• DO THIS:
Format each line of the data below as a row of a Markdown table, skipping blank lines. Use two columns: "No." for the row number and "Text" for the line itself.
#####
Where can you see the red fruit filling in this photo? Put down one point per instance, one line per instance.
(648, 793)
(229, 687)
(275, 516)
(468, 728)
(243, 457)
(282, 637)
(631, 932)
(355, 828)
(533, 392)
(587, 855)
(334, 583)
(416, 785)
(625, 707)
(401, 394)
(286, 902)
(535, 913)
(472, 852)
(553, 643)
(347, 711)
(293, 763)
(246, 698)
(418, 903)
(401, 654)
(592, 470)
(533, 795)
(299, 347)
#####
• CORRECT ANSWER:
| No. | Text |
|---|---|
| 1 | Where can you see the red fruit filling in this photo? Put down one point per instance, one line per instance. |
| 2 | (648, 793) |
| 3 | (229, 687) |
| 4 | (275, 516) |
| 5 | (468, 728) |
| 6 | (243, 457) |
| 7 | (282, 637) |
| 8 | (631, 932) |
| 9 | (355, 828) |
| 10 | (533, 392) |
| 11 | (587, 855) |
| 12 | (334, 583) |
| 13 | (416, 785) |
| 14 | (625, 707) |
| 15 | (401, 394) |
| 16 | (286, 902) |
| 17 | (535, 913) |
| 18 | (472, 852) |
| 19 | (553, 643) |
| 20 | (347, 711) |
| 21 | (293, 763) |
| 22 | (246, 698) |
| 23 | (418, 903) |
| 24 | (401, 654) |
| 25 | (592, 470) |
| 26 | (533, 795) |
| 27 | (299, 347) |